=== Text passage ===
************

Fst_Nei_descriptive_localityNames.zip
Compressed folder containing all the files with locality names, used in the R scripts to estimate measures of genetic distance.
pairwise_fst_hierfstat_function.R
R script used to infer Weir and Cockerham’s pairwise fixation index for each sister species pair.
all_pairwise_Nei_function.R
R script used to infer Nei’s genetic distance for each sister species pair.
snmf.zip
Population structure plots resulting from the snmf analyses assuming K=2, used as the basis of Fig. S3 and the additional results in snmf_results.pdf.
snmf_results.pdf (Zenodo)
Ancestry coefficients inferred for individual Snail Darter and Stargazing Darter samples in the analysis of population structure. The results presented here are based on the same data matrix described in Table S2. Each vertical bar represents an individual colored by the percentage of sites that support the individual’s derivation from a given ancestral population. (A) Ancestry coefficients assuming K = 2 ancestral populations. (B) Ancestry coefficients assuming K = 3 ancestral populations. (C) Estimates of cross-entropy support for a given K number of ancestral populations among the Snail Darter and Stargazing Darter samples.
Genealogical Divergence Index Estimation
Files used to run the gdiPipeline at https://github.com/dmacguigan/gdiPipeline for each sister species pair, as well as the outputs used to generate the distributions of gdi estimates.
bpp.ctl
Control file needed to run BPP prepared by the gdiPipeline, written in the example of the BPP analysis used to estimate the Percina tanasi – P. uranidea analysis visualized in Fig. 4B (Model 1). This file reflects the MCMC settings used for all the sister-species pairs.
BPP_MCMCresults_and_GDIcalcs.zip
Results of all the BPP analyses assuming models where sister species pairs are divided into two lineages (except for the Snail Darter – Stargazing Darter pairing). For each analysis, the results of all BPP runs were combined into a single spreadsheet (the first sheet in each file), after removing a burn-in of 500,000 generations from each run. GDI summary calculations for plotting can be found highlighted at the bottom of this first sheet. In each document, the remaining sheets reflect the MCMC results for each individual run (after removing the burn-in).
SetPriors.zip
Compressed file containing the three R scripts that precede the GDI pipeline and allow you to set biologically logical priors (listed in BPP_priors.xlsx). Scripts are written in the example of the Snail Darter – Stargazing Darter analysis represented in Fig. 4B.
BPP_priors.xlsx
Spreadsheet with all the priors needed to run the gdiPipeline, as estimated by the three R scripts in this folder. Each sheet corresponds to a different BPP analysis (i.e. a different sister species pair or topology for Ptan-Pura).

************

=== Given data ===
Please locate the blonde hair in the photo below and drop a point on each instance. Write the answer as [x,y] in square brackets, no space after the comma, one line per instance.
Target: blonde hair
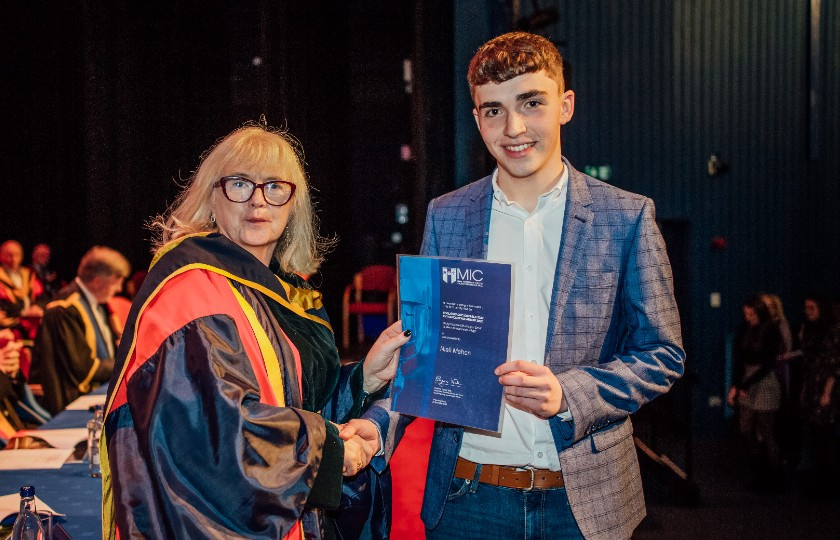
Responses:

************

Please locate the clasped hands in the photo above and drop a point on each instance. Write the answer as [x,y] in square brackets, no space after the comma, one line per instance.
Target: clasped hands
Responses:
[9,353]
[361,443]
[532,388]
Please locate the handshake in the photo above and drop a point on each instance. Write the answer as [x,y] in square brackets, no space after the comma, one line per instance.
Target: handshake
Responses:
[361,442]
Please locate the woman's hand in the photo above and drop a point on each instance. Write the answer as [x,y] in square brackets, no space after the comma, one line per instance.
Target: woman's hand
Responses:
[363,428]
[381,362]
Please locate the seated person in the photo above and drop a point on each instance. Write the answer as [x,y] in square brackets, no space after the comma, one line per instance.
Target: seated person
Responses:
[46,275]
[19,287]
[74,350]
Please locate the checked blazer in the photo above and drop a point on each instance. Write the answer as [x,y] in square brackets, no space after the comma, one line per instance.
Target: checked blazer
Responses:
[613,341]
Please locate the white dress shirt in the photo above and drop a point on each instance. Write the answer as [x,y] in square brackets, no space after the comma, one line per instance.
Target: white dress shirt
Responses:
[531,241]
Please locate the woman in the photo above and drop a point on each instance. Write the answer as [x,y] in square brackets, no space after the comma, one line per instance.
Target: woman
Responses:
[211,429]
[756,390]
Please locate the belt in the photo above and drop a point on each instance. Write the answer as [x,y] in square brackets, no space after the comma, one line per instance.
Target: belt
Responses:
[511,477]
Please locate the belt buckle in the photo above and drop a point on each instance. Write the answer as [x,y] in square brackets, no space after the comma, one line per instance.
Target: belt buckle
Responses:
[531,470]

************

=== Problem statement ===
In the data file listing, copy the passage that begins with the words "Fst_Nei_descriptive_localityNames.zip" and ends after "of genetic distance.", replacing "folder" with "archive".

=== Solution ===
Fst_Nei_descriptive_localityNames.zip
Compressed archive containing all the files with locality names, used in the R scripts to estimate measures of genetic distance.